Extract, word for word, the stretch of entries from the line containing "Identify each instance of the recessed" through the last entry.
-- Begin --
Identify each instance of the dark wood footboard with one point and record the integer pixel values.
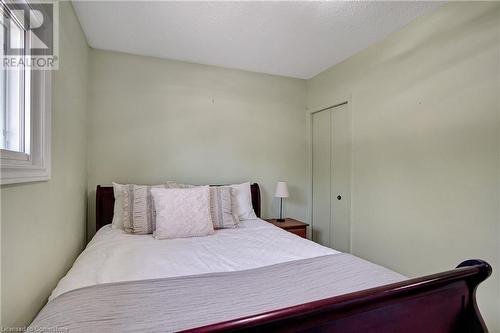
(442, 302)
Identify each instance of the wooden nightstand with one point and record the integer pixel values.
(291, 225)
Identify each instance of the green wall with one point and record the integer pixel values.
(425, 151)
(426, 147)
(153, 120)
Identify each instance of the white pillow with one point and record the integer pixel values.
(117, 222)
(243, 198)
(182, 212)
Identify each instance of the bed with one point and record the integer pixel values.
(253, 278)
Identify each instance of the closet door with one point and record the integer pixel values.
(340, 234)
(321, 130)
(331, 154)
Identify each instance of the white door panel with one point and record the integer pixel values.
(331, 176)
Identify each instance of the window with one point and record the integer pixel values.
(24, 108)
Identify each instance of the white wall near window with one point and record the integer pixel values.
(24, 115)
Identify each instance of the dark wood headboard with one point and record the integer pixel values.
(105, 203)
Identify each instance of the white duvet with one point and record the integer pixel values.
(114, 255)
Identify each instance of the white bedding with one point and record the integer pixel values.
(114, 255)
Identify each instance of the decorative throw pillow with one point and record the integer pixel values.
(138, 213)
(223, 208)
(182, 212)
(243, 198)
(117, 222)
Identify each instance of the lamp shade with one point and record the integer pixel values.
(281, 190)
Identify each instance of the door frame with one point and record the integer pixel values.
(347, 101)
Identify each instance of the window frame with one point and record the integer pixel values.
(20, 167)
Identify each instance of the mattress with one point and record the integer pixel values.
(115, 256)
(180, 303)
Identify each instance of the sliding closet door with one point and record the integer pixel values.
(321, 123)
(340, 233)
(332, 177)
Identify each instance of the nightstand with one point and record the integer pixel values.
(291, 225)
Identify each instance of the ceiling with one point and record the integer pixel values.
(296, 39)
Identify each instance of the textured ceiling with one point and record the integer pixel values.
(297, 39)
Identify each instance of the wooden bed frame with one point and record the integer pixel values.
(442, 302)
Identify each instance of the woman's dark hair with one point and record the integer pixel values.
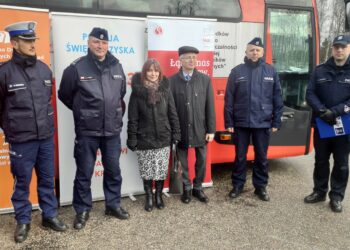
(147, 65)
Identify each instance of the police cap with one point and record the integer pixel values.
(341, 40)
(257, 42)
(188, 49)
(23, 30)
(99, 33)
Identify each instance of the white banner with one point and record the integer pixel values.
(127, 43)
(230, 43)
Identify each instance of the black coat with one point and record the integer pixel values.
(25, 100)
(195, 107)
(95, 95)
(151, 126)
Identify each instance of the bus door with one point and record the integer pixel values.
(290, 48)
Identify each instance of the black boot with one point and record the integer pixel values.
(159, 192)
(147, 185)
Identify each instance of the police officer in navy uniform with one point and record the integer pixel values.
(194, 100)
(328, 94)
(26, 116)
(253, 108)
(93, 87)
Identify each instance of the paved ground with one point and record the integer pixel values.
(247, 223)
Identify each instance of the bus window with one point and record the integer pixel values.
(193, 8)
(290, 35)
(71, 3)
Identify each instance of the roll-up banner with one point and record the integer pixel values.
(127, 43)
(8, 16)
(165, 36)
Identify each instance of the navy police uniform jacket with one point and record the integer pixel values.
(94, 92)
(253, 96)
(329, 88)
(25, 99)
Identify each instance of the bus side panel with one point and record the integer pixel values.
(226, 153)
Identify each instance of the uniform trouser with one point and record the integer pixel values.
(37, 154)
(340, 148)
(260, 138)
(85, 151)
(200, 167)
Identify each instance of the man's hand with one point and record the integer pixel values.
(231, 130)
(209, 137)
(328, 116)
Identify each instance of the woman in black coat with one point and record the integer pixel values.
(153, 125)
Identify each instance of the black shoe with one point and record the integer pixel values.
(186, 196)
(200, 195)
(118, 213)
(158, 196)
(81, 219)
(336, 206)
(55, 224)
(21, 232)
(262, 194)
(235, 192)
(315, 197)
(147, 185)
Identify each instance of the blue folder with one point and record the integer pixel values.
(341, 128)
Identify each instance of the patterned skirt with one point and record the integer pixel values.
(153, 163)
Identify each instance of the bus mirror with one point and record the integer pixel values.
(347, 15)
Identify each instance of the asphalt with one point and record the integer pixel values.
(245, 223)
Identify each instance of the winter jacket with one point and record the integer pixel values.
(253, 97)
(95, 95)
(151, 126)
(329, 88)
(25, 99)
(194, 102)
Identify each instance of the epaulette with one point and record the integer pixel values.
(76, 61)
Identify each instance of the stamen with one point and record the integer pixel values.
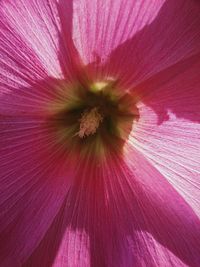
(89, 122)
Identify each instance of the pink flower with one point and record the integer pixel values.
(99, 133)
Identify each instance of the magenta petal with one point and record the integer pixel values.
(109, 24)
(168, 131)
(131, 56)
(121, 214)
(167, 231)
(34, 182)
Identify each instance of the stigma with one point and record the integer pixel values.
(89, 122)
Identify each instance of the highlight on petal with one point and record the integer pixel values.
(168, 130)
(108, 24)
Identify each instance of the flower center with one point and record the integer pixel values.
(89, 122)
(95, 117)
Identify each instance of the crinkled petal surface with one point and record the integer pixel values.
(141, 209)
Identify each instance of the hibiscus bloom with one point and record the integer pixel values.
(99, 127)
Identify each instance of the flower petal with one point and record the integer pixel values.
(101, 26)
(121, 214)
(168, 130)
(35, 53)
(34, 181)
(137, 41)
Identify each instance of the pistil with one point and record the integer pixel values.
(89, 122)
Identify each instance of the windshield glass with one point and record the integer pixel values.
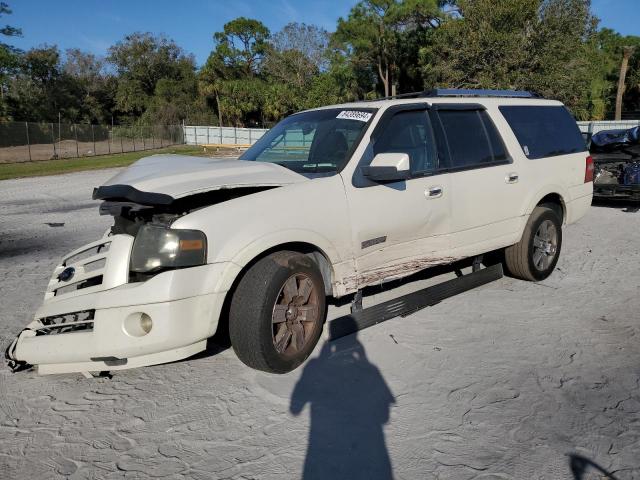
(318, 141)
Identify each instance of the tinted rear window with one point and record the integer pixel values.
(544, 131)
(472, 137)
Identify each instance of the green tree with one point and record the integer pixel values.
(242, 45)
(35, 92)
(539, 45)
(9, 58)
(232, 75)
(153, 72)
(377, 34)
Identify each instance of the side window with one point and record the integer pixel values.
(544, 131)
(472, 138)
(409, 132)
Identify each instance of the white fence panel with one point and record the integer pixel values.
(205, 135)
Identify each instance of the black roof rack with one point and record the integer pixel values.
(463, 92)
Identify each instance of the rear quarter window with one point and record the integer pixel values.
(544, 131)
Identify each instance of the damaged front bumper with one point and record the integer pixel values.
(97, 321)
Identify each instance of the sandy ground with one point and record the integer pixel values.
(513, 380)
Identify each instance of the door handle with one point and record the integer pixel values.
(511, 177)
(434, 192)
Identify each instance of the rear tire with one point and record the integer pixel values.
(277, 312)
(535, 256)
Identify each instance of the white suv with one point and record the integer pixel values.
(329, 201)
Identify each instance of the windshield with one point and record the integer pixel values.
(314, 142)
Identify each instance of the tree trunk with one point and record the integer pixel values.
(384, 76)
(219, 109)
(626, 55)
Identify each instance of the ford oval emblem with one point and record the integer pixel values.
(67, 274)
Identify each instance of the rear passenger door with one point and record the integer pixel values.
(485, 185)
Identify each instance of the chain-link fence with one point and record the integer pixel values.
(30, 141)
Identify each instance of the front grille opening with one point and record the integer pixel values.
(89, 282)
(81, 321)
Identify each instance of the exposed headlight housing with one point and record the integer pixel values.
(159, 248)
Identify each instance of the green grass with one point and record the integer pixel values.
(56, 167)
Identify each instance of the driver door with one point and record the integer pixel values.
(400, 227)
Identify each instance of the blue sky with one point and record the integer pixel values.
(94, 25)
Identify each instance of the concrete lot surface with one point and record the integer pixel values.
(512, 380)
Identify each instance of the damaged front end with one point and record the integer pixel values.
(143, 294)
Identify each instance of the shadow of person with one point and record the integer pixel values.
(349, 402)
(580, 465)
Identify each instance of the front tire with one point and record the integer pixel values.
(535, 256)
(277, 312)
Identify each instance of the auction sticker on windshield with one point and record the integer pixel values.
(355, 115)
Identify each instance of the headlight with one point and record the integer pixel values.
(158, 248)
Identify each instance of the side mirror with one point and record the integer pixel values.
(388, 167)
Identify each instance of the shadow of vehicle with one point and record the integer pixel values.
(627, 206)
(580, 466)
(349, 403)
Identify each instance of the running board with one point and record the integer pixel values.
(410, 303)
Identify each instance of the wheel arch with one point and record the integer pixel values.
(556, 203)
(302, 247)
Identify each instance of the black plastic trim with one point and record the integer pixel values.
(127, 192)
(408, 304)
(457, 106)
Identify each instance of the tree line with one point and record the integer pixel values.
(383, 47)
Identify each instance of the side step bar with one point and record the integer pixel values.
(410, 303)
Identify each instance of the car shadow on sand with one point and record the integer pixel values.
(349, 404)
(627, 206)
(581, 466)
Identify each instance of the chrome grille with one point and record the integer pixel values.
(66, 323)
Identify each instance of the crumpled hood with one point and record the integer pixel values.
(177, 176)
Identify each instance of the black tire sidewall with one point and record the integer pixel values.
(282, 268)
(546, 214)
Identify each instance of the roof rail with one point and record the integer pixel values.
(463, 92)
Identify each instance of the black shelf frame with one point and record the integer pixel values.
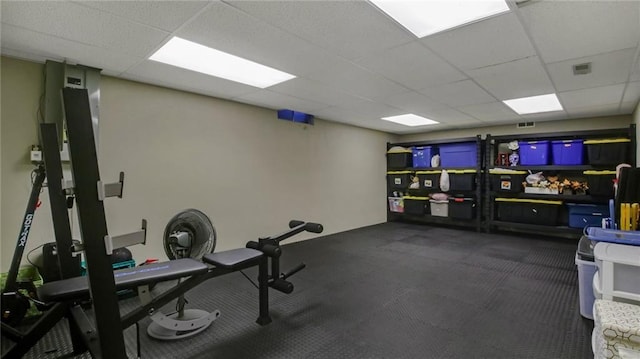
(478, 193)
(562, 231)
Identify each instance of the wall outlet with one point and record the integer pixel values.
(35, 154)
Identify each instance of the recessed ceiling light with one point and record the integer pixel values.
(193, 56)
(534, 104)
(428, 17)
(410, 120)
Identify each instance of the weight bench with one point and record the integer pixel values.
(77, 288)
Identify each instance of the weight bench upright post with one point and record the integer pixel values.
(93, 226)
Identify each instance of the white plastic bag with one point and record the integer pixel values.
(444, 181)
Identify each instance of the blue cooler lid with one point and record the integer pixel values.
(585, 249)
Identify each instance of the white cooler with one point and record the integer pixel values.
(618, 276)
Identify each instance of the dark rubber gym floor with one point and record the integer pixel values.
(391, 291)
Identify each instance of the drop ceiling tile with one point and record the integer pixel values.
(412, 102)
(490, 112)
(348, 117)
(352, 79)
(592, 97)
(98, 28)
(228, 29)
(606, 69)
(515, 79)
(38, 46)
(632, 92)
(371, 109)
(165, 15)
(545, 116)
(339, 114)
(449, 116)
(274, 100)
(174, 77)
(458, 94)
(627, 108)
(351, 29)
(412, 65)
(565, 30)
(635, 73)
(313, 91)
(493, 41)
(594, 111)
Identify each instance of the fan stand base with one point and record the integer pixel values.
(170, 327)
-- End --
## Task answer
Identify each instance of the recessed ceiling light with one point and record the integer pixel values.
(193, 56)
(534, 104)
(428, 17)
(410, 120)
Identify each instance of the weight bench with one point and record the integer pixel values.
(77, 288)
Identify each instance of the weight bench upright post with one point and record the integer pixel values.
(93, 226)
Identify each instance of the white plastic bag with one point and record the integer pixel values.
(444, 181)
Identify each instance of the blue cooler lid with one point and record the integer pixel values.
(585, 249)
Identify each instance of the white cooler with one point and record the integer pixel values.
(618, 276)
Identify each instance of the dark rubber gym floor with one point and record the integer pixel values.
(391, 291)
Identify each instance of the drop ceiling tile with one point and record the integer pixel values.
(412, 102)
(490, 112)
(348, 117)
(352, 79)
(592, 97)
(98, 28)
(228, 29)
(606, 69)
(515, 79)
(38, 46)
(632, 92)
(371, 109)
(165, 15)
(545, 116)
(339, 114)
(449, 116)
(274, 100)
(174, 77)
(458, 94)
(627, 108)
(351, 29)
(412, 65)
(565, 30)
(635, 73)
(313, 91)
(493, 41)
(594, 111)
Identify each instance of the fan stand base with one point and record the integer pixel values.
(170, 327)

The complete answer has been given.